**SUPPLIED PASSAGE**.
---+---
Java, custom big integer class: 32.9 (120000000 / 365000)
The main class is pretty straightforward:
import java.util.*;
public class PPCG37270 {
public static void main(String[] args) {
long start = System.nanoTime();
int n = 12000000;
if (args.length == 1) n = Integer.parseInt(args[0]);
boolean[] sieve = new boolean[n + 1];
int[] remaining = new int[n + 1];
int[] count = new int[n + 1];
for (int p = 2; p <= n; p++) {
if (sieve[p]) continue;
long p2 = p * (long)p;
if (p2 > n) continue;
for (int i = (int)p2; i <= n; i += p) sieve[i] = true;
}
for (int i = 2; i <= n; i++) remaining[i] = i;
for (int p = 2; p <= n; p++) {
if (sieve[p]) continue;
for (int i = p; i <= n; i += p) {
while (remaining[i] % p == 0) {
remaining[i] /= p;
count[p]++;
if (i <= n/2) count[p] -= 2;
}
}
}
count[2] -= count[5];
count[5] = 0;
List<BigInt> partialProd = new ArrayList<BigInt>();
long accum = 1;
for (int i = 2; i <= n; i++) {
for (int j = count[i]; j > 0; j--) {
long tmp = accum * i;
if (tmp < 1000000000L) accum = tmp;
else {
partialProd.add(new BigInt((int)accum));
accum = i;
}
}
}
partialProd.add(new BigInt((int)accum));
System.out.println(prod(partialProd).digsum());
System.out.println((System.nanoTime() - start) / 1000000 + "ms");
}
private static BigInt prod(List<BigInt> vals) {
while (vals.size() > 1) {
int n = vals.size();
List<BigInt> next = new ArrayList<BigInt>();
for (int i = 0; i < n; i += 2) {
if (i == n - 1) next.add(vals.get(i));
else next.add(vals.get(i).mul(vals.get(i+1)));
}
vals = next;
}
return vals.get(0);
}
}
It relies on a big integer class which is optimised for multiplication and toString(), both of which are significant bottlenecks in an implementation with java.math.BigInteger.
/**
* A big integer class which is optimised for conversion to decimal.
* For use in simple applications where BigInteger.toString() is a bottleneck.
*/
public class BigInt {
// The base of the representation.
---+---
**REQUESTS**.
[a] In the Java big integer post, which two operations is the custom BigInt class optimized for?
[b] Please find every line in the records that contains the string "ridge" and copy each one out.
---+---
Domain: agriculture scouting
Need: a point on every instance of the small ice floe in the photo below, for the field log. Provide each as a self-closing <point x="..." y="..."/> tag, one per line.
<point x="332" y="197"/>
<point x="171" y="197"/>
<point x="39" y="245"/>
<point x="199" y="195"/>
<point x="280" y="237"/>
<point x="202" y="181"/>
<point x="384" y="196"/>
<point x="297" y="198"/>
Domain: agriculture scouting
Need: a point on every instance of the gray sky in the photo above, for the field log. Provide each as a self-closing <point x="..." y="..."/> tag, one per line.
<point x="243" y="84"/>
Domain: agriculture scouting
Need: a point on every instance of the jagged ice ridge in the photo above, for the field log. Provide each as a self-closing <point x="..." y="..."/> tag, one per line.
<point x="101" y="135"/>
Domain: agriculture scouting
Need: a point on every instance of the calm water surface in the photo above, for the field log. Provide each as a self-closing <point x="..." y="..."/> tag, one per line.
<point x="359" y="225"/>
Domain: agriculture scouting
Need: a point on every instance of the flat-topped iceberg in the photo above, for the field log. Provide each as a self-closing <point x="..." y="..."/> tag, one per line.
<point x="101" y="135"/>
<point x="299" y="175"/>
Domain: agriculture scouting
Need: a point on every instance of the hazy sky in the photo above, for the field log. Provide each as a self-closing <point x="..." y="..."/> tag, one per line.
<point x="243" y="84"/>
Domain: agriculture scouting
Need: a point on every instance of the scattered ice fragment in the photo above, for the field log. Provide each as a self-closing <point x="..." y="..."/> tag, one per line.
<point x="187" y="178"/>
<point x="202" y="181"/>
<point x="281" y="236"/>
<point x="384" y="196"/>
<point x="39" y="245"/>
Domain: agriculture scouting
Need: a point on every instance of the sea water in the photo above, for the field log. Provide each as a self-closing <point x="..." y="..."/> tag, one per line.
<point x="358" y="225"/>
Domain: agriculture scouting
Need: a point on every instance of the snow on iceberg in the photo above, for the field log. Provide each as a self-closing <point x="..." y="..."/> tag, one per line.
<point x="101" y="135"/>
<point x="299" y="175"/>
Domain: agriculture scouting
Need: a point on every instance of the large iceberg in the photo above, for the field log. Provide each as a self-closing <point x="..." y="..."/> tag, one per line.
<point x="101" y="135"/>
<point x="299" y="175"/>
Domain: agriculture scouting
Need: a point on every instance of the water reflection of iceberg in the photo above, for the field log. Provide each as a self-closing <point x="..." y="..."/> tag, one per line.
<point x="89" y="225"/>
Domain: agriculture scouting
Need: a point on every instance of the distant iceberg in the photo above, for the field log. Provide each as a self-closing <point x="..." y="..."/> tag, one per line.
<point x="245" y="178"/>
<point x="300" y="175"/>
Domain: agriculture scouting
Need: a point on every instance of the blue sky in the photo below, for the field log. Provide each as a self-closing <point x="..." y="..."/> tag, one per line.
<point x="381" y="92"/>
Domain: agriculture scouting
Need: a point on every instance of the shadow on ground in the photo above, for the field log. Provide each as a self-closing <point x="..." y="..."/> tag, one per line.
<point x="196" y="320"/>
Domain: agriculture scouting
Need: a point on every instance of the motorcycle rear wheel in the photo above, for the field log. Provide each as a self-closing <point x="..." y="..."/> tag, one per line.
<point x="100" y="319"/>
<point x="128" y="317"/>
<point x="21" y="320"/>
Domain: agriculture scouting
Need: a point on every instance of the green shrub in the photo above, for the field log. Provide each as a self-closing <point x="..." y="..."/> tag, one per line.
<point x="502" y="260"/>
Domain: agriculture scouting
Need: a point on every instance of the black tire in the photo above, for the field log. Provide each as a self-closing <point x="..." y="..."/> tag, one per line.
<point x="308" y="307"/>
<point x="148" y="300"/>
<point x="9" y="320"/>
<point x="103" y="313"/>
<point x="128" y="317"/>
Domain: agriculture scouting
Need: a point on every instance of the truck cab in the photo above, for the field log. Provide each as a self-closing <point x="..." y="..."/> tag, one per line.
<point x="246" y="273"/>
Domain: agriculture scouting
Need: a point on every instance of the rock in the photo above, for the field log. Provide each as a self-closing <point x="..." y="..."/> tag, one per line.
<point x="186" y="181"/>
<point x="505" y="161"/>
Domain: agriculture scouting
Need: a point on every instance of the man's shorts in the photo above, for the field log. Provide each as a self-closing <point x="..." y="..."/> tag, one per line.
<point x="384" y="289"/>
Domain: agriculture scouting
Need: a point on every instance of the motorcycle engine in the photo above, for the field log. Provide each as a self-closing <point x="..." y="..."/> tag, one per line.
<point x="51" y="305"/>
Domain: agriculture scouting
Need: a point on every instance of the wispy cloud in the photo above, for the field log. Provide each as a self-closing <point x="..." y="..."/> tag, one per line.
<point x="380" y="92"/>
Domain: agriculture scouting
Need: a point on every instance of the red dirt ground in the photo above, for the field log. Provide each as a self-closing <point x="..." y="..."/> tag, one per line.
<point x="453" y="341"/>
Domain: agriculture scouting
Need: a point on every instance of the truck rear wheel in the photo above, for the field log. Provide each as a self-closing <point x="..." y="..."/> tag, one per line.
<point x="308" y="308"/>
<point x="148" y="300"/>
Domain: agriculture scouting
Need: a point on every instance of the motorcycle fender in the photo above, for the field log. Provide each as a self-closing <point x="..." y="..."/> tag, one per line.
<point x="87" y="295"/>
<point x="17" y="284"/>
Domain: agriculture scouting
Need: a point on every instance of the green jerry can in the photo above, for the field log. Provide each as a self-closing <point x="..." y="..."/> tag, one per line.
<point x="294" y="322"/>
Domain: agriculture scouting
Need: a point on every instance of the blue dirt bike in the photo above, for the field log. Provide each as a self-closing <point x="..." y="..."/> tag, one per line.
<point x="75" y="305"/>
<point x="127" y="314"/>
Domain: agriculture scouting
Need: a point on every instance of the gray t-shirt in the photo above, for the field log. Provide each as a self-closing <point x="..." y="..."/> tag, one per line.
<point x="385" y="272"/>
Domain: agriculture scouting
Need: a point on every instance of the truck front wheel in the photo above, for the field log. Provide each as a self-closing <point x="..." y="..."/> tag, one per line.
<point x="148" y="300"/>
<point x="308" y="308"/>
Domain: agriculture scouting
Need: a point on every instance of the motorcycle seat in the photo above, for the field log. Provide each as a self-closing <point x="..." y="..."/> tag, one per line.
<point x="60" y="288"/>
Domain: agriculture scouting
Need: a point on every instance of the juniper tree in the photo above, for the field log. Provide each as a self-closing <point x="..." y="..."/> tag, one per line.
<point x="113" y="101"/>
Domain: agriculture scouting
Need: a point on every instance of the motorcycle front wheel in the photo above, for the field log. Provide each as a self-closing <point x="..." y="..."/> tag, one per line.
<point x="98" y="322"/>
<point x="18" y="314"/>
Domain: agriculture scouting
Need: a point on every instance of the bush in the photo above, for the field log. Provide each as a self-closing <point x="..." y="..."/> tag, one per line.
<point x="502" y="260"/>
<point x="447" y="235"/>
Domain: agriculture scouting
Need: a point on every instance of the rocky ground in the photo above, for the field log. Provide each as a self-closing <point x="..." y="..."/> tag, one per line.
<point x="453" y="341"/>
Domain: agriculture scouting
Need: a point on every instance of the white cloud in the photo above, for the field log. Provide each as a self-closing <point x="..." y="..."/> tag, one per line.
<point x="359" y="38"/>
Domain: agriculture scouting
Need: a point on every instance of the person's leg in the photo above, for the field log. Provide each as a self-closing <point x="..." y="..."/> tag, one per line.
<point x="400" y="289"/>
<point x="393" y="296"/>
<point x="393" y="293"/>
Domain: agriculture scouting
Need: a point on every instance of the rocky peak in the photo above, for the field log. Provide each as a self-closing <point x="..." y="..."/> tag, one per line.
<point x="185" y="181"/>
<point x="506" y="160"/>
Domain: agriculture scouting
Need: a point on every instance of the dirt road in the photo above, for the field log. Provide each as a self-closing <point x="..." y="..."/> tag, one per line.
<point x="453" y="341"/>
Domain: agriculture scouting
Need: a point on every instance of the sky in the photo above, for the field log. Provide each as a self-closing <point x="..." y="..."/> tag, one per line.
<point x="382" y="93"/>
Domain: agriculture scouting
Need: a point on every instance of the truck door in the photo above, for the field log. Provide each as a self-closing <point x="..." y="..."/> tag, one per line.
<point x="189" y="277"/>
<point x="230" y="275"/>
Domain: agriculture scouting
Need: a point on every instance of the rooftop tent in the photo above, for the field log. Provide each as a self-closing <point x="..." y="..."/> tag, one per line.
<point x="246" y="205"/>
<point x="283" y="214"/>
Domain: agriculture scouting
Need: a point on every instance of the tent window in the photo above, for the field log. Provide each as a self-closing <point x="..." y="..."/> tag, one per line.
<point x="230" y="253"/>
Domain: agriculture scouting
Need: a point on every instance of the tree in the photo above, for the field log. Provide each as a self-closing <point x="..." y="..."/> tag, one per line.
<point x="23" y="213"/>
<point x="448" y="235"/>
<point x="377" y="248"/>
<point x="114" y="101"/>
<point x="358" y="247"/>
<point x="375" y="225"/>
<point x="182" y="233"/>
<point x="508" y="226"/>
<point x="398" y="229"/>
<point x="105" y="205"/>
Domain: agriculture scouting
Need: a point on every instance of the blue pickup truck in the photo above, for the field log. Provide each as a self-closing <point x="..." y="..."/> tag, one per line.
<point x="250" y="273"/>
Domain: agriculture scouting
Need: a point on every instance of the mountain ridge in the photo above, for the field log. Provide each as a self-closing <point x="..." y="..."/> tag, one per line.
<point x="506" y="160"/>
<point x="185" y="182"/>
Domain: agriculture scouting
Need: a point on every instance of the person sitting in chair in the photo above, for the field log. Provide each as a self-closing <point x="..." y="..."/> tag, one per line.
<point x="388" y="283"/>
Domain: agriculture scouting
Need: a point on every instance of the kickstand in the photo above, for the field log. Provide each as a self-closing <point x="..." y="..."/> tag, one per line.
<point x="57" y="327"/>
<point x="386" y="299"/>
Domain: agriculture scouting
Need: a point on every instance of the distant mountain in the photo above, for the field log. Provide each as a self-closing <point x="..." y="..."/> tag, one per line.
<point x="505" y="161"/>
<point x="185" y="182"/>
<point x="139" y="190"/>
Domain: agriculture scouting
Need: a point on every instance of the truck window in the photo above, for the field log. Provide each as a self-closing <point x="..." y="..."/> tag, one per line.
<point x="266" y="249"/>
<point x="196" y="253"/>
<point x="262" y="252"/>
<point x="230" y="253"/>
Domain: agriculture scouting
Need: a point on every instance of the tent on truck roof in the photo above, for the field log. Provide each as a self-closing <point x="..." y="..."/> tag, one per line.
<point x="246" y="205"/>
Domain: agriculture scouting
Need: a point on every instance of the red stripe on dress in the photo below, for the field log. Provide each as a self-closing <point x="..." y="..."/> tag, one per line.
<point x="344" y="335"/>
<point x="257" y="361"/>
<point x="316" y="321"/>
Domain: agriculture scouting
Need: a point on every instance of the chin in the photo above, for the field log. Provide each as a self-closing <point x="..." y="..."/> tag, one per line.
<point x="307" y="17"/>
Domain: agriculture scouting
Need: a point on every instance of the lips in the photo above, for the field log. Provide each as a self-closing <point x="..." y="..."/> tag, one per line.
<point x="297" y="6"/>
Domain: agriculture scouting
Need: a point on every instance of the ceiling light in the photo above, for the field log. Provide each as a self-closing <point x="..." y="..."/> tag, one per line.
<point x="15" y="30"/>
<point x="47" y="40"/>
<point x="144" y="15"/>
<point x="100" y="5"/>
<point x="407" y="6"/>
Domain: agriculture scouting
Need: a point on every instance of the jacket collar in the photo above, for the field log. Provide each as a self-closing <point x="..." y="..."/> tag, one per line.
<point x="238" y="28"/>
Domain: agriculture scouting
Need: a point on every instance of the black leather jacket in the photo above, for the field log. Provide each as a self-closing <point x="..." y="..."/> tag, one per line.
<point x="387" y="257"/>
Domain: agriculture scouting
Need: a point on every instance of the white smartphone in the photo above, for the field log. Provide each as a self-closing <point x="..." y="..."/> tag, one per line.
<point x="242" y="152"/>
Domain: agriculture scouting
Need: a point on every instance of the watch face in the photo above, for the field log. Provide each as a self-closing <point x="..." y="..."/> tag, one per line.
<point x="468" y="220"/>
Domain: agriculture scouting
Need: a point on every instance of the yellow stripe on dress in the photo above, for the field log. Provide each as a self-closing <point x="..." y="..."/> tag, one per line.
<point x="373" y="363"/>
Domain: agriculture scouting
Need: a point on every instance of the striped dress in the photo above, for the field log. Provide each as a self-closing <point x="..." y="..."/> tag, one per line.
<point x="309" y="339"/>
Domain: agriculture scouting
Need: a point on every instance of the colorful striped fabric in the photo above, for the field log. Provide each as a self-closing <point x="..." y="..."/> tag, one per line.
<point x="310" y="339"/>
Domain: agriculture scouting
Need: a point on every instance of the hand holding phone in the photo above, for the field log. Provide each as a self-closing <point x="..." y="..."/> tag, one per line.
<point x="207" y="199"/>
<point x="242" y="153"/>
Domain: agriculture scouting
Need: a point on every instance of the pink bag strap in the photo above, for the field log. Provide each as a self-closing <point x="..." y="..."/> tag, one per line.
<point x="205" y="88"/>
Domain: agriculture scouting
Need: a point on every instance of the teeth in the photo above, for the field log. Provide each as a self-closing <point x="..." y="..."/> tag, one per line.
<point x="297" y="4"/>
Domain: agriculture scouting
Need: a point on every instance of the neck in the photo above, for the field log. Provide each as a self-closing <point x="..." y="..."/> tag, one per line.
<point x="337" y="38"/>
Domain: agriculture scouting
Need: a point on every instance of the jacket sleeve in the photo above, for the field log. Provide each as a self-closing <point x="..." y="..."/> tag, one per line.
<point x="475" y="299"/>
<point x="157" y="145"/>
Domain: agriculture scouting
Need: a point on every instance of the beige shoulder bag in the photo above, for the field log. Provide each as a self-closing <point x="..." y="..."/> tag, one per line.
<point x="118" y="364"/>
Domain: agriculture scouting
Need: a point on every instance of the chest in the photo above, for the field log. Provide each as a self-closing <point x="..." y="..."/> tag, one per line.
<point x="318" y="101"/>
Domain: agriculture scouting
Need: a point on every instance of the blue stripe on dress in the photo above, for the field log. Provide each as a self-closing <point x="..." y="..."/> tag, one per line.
---+---
**TASK RESPONSES**.
[a] Multiplication and toString().

[b]
Need: a point on every instance of the jagged ice ridge in the photo above, for the field log. Provide each as a self-closing <point x="..." y="..."/> tag, one per line.
Need: a point on every instance of the mountain ridge in the photo above, for the field log. Provide each as a self-closing <point x="..." y="..."/> tag, one per line.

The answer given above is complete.